ACTIONS DEMANDÉES →
a – Pouvez-vous recopier sans rien changer le passage de l'extrait qui commence par « J’arrivai ainsi aisément » et se poursuit jusqu'à « Ils sont mignons ? » ?
b – Les affirmations suivantes concordent-elles avec l'extrait ? (i) Les prodiges ont le droit de porter une cuirasse. (ii) La conversation est entendue depuis l'escalier, au quatrième étage. (iii) Selon l'une des jeunes filles, tous les prétendants sont mignons. Répondez par oui ou non pour chacune, en citant mot pour mot les mots de l'extrait qui tranchent.

EXTRAIT DU TEXTE →
>>>
Nous autres prodiges n’avons pas le droit de porter armures et cuirasses. Seuls nous sont autorisés le pagne traditionnel et le shaaduk’t, notre fidèle bâton. Les castes guerrières ont toujours considéré ce point comme un désavantage. Elles oublient qu’il nous permet une liberté de mouvement et une furtivité que les tanks comme Pelenor ne pourront jamais égaler.

J’arrivai ainsi aisément au quatrième étage et, restant dans l’escalier, je pus entendre la conversation en cours dans une pièce du couloir, vraisemblablement entre deux jeunes filles :
« … ai été agressée par une bande de types un peu bizarres. Apparemment des prétendants. 
— Ah bon ? Ils sont mignons ? 
— Ma foi… Pas tous. Mais certains sont, disons… intéressants. 
— Tu me raconteras tout ça plus tard, il faut aller voir les autres. 
— Tu as raison, allons-y. »
<<<
MATÉRIEL FOURNI →
>>>
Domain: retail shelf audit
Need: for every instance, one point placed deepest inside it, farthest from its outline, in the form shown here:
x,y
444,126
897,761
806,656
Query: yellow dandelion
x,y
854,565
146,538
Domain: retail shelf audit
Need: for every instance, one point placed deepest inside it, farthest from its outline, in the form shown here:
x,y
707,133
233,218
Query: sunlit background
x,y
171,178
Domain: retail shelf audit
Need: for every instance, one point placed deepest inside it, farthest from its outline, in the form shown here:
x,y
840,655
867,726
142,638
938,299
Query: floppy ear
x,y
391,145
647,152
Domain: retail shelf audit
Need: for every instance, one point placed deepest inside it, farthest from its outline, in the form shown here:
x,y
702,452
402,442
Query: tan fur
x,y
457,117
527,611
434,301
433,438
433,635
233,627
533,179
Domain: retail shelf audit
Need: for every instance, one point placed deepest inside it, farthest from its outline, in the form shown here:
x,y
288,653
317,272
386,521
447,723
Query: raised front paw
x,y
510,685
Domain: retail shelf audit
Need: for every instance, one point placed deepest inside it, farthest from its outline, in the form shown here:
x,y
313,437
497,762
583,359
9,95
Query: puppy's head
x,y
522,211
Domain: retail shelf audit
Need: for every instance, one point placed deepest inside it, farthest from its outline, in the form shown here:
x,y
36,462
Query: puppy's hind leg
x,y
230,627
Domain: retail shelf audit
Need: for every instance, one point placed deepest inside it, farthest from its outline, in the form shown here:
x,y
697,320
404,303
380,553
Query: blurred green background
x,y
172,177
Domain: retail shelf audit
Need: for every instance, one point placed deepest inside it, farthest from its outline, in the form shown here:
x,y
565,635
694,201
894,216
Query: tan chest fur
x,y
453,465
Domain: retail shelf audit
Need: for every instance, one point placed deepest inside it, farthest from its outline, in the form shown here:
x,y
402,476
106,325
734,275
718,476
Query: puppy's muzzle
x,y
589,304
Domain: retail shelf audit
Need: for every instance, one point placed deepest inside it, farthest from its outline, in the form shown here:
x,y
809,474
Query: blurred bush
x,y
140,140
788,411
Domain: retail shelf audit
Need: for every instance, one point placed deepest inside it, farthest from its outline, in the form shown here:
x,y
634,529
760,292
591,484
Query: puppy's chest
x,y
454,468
<<<
RÉSULTATS OBTENUS →
a –
J’arrivai ainsi aisément au quatrième étage et, restant dans l’escalier, je pus entendre la conversation en cours dans une pièce du couloir, vraisemblablement entre deux jeunes filles :
« … ai été agressée par une bande de types un peu bizarres. Apparemment des prétendants. 
— Ah bon ? Ils sont mignons ?

b –
(i) Non : « Nous autres prodiges n’avons pas le droit de porter armures et cuirasses. »
(ii) Oui : « J’arrivai ainsi aisément au quatrième étage et, restant dans l’escalier, je pus entendre la conversation »
(iii) Non : « Ma foi… Pas tous. »